In the items below, arrange the lines as a numbered list, starting with the line that contains "136L231 132L226 123L217" and ending with the line that contains "positive clicks: (207, 142) (207, 148)". Include both of those lines and skip any blank ones.
--- Material supplied ---
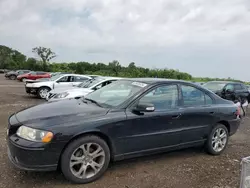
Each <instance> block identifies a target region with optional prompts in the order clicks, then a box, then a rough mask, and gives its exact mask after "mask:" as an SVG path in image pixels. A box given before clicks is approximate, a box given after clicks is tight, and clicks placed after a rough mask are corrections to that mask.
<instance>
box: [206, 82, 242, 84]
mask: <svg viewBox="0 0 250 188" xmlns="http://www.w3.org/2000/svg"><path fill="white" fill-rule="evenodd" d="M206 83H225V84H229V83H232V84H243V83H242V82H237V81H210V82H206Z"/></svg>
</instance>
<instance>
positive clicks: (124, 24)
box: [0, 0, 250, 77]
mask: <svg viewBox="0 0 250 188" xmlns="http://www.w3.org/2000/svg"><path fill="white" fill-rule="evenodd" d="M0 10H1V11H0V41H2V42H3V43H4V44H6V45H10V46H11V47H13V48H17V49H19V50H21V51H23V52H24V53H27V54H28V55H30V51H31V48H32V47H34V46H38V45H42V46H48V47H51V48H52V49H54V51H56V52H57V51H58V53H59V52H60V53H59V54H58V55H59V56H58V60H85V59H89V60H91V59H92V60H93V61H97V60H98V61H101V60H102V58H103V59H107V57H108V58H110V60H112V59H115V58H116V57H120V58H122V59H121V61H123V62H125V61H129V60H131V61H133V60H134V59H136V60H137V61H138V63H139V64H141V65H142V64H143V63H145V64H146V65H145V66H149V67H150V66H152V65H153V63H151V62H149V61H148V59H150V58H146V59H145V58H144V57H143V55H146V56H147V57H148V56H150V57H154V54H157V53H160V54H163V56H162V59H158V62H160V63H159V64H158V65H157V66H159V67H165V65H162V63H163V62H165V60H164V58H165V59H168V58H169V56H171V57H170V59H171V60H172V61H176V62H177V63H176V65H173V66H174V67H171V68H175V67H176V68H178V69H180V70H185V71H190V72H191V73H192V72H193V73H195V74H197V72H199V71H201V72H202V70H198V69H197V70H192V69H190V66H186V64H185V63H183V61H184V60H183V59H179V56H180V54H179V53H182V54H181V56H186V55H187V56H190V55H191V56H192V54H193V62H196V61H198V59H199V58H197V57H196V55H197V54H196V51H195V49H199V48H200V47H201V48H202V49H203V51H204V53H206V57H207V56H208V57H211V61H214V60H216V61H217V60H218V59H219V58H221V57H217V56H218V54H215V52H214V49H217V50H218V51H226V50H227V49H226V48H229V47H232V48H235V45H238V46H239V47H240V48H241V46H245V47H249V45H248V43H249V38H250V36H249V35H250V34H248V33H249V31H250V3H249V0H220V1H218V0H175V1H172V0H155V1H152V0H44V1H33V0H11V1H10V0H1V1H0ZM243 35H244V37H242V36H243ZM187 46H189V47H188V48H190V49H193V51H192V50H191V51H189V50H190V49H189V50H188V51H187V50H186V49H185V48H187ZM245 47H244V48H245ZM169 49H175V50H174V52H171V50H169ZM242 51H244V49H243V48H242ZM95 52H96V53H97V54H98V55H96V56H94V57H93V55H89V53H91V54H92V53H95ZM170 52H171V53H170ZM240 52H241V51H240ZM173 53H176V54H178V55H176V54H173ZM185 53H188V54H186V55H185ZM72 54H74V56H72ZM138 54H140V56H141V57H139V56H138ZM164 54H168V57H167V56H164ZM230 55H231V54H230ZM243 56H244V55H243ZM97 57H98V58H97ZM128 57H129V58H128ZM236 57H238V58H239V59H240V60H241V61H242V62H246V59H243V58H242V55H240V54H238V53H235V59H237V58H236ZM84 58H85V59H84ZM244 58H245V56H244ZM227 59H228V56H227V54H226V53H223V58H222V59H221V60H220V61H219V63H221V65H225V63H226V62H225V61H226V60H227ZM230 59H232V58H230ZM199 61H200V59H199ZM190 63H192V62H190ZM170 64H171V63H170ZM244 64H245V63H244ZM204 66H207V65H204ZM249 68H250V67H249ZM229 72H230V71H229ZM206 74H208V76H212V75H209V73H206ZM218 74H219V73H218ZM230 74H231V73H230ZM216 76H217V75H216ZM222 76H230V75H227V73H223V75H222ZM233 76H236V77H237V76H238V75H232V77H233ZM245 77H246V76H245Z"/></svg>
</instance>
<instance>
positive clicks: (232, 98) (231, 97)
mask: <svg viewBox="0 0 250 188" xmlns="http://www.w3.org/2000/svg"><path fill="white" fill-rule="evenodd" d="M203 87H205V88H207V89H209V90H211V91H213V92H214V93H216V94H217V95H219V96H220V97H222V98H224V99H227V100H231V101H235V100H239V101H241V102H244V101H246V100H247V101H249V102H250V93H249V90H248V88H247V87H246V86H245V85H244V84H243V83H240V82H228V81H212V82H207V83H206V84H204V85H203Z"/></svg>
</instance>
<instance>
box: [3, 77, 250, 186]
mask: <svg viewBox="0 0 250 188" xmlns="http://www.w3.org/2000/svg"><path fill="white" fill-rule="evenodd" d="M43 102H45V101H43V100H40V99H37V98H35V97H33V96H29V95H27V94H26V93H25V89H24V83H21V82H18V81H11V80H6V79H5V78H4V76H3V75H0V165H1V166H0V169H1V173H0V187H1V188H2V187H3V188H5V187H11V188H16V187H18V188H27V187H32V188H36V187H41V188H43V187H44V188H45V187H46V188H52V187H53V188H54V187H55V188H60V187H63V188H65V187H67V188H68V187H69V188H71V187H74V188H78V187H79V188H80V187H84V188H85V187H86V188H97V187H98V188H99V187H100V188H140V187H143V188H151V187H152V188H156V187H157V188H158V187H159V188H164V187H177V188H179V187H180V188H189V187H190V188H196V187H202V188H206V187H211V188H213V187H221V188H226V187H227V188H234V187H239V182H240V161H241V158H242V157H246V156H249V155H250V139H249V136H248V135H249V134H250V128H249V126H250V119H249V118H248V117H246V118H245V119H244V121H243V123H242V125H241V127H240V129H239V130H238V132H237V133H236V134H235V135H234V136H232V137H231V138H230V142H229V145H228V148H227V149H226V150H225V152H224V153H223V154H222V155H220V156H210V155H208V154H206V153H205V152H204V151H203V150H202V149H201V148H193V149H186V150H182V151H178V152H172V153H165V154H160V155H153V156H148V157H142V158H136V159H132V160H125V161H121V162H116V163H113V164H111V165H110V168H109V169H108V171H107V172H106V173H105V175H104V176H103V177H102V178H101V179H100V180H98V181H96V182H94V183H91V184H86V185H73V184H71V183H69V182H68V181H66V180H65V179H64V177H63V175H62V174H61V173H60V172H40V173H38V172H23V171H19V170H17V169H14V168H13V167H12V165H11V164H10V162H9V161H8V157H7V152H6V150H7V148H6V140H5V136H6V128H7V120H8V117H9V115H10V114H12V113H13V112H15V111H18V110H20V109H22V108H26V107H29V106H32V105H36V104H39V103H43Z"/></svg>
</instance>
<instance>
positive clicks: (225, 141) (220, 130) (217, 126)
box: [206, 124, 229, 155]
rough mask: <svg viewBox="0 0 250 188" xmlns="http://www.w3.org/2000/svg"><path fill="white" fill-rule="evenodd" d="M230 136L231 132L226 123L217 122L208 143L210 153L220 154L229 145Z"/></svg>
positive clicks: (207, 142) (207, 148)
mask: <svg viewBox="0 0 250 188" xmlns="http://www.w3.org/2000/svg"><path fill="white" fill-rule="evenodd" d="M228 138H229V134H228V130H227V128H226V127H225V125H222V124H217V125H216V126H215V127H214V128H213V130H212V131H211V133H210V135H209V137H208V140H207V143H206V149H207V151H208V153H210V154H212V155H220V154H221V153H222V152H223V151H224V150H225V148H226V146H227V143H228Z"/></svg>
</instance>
---
--- Material supplied ---
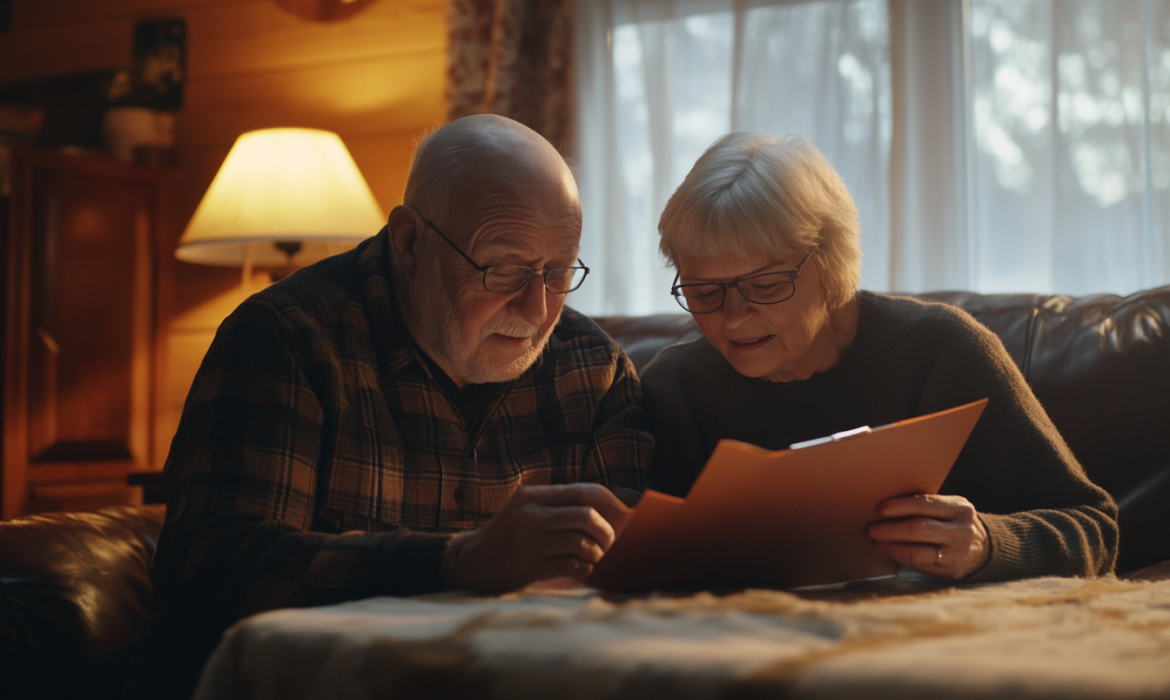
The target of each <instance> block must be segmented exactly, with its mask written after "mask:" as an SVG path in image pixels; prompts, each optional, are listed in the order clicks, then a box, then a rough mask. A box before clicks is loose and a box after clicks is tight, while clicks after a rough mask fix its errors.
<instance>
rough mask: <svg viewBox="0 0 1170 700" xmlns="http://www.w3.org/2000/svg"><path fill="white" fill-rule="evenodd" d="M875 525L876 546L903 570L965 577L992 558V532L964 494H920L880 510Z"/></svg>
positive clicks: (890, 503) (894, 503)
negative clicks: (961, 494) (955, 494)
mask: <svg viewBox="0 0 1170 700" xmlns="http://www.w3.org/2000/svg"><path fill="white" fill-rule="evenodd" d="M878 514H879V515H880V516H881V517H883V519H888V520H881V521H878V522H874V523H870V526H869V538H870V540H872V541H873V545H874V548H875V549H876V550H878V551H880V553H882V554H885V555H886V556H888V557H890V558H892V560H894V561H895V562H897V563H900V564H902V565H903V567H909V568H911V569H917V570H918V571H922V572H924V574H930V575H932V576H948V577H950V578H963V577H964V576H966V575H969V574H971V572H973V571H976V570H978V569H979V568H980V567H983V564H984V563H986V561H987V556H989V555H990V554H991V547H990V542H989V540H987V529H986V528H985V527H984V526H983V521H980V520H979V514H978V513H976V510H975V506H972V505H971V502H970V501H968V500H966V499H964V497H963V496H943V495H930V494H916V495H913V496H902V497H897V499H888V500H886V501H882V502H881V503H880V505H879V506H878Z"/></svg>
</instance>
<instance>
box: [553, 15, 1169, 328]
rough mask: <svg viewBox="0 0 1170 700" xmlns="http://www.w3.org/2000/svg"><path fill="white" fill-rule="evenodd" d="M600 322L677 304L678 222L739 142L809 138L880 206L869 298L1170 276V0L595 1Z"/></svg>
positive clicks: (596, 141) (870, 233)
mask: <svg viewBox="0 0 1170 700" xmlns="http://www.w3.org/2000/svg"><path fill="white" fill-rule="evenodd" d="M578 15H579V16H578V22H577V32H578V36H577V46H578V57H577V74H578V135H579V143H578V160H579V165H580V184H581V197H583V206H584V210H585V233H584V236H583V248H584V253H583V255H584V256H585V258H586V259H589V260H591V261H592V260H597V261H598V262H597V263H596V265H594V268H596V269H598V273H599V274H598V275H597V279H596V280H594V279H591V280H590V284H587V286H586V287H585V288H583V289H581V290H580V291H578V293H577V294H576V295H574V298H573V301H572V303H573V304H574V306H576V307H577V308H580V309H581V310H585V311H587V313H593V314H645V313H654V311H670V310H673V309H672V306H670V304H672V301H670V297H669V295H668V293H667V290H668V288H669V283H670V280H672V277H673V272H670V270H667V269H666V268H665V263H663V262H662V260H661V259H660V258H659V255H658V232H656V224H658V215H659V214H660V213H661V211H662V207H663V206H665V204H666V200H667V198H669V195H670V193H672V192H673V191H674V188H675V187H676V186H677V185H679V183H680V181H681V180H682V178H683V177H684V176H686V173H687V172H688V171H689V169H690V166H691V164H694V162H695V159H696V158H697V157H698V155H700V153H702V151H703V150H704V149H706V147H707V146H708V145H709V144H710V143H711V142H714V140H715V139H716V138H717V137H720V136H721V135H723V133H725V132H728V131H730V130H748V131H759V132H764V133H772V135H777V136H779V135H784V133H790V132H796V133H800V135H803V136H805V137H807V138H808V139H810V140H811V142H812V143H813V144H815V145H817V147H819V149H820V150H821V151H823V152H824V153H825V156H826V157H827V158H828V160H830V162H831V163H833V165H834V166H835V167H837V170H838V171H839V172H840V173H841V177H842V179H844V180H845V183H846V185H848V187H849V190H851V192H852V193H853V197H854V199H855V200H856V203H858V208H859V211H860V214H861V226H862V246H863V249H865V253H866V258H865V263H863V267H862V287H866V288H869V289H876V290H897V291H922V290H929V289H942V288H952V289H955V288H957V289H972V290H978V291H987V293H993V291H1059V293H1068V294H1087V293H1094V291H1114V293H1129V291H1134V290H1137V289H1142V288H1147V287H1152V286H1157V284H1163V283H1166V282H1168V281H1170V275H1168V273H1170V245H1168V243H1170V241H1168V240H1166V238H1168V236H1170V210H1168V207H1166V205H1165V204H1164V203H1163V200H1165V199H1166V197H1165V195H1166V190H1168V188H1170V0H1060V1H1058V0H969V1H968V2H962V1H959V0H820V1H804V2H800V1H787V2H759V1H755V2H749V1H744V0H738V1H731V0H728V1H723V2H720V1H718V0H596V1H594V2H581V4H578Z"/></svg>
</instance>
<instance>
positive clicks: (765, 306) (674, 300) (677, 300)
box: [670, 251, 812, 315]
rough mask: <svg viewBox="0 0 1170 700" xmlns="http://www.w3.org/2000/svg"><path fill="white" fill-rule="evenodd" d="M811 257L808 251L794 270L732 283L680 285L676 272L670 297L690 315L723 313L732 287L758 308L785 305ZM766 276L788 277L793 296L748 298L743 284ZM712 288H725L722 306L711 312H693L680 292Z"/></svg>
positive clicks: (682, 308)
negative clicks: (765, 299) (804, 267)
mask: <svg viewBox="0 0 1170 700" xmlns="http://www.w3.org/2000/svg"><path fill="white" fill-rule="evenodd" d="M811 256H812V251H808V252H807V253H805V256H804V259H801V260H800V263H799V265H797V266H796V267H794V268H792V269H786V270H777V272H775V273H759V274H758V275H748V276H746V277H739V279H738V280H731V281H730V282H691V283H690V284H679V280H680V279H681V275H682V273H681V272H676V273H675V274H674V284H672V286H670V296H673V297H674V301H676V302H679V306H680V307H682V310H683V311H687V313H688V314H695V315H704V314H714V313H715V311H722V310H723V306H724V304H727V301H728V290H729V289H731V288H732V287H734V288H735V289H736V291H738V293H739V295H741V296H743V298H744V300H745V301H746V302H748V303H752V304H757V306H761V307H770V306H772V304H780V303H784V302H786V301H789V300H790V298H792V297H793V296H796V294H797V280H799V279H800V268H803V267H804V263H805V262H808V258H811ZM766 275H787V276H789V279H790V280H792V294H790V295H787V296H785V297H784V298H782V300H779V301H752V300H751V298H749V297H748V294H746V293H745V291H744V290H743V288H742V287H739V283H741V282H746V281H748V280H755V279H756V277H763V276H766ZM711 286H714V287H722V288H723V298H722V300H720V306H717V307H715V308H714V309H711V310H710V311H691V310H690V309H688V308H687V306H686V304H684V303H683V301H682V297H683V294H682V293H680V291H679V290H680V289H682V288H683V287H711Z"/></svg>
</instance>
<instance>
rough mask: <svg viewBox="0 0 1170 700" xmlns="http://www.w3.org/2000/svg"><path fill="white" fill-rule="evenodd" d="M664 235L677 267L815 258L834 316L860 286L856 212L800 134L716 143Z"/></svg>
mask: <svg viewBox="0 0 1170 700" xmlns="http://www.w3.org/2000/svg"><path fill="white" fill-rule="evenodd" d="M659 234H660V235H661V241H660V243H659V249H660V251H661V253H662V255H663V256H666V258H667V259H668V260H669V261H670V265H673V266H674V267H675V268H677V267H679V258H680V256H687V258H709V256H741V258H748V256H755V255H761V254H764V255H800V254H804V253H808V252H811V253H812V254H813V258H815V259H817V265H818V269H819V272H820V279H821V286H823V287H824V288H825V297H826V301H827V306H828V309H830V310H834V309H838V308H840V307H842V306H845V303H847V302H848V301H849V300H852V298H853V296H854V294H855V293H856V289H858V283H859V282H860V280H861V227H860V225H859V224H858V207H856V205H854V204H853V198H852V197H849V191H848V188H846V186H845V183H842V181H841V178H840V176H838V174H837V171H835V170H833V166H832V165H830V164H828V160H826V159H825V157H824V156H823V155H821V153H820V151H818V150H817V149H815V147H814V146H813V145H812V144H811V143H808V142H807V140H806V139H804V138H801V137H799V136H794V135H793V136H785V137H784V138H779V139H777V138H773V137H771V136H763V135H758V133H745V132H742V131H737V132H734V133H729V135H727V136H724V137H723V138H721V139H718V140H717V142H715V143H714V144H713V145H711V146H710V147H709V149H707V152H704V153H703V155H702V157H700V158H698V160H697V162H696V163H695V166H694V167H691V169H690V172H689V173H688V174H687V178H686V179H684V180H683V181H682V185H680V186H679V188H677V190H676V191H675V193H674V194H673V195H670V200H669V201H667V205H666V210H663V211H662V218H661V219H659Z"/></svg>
---
**Final answer**
1. rough mask: <svg viewBox="0 0 250 188" xmlns="http://www.w3.org/2000/svg"><path fill="white" fill-rule="evenodd" d="M230 136L231 132L226 123L217 122L208 143L210 153L220 154L229 145Z"/></svg>
2. positive clicks: (207, 142) (207, 148)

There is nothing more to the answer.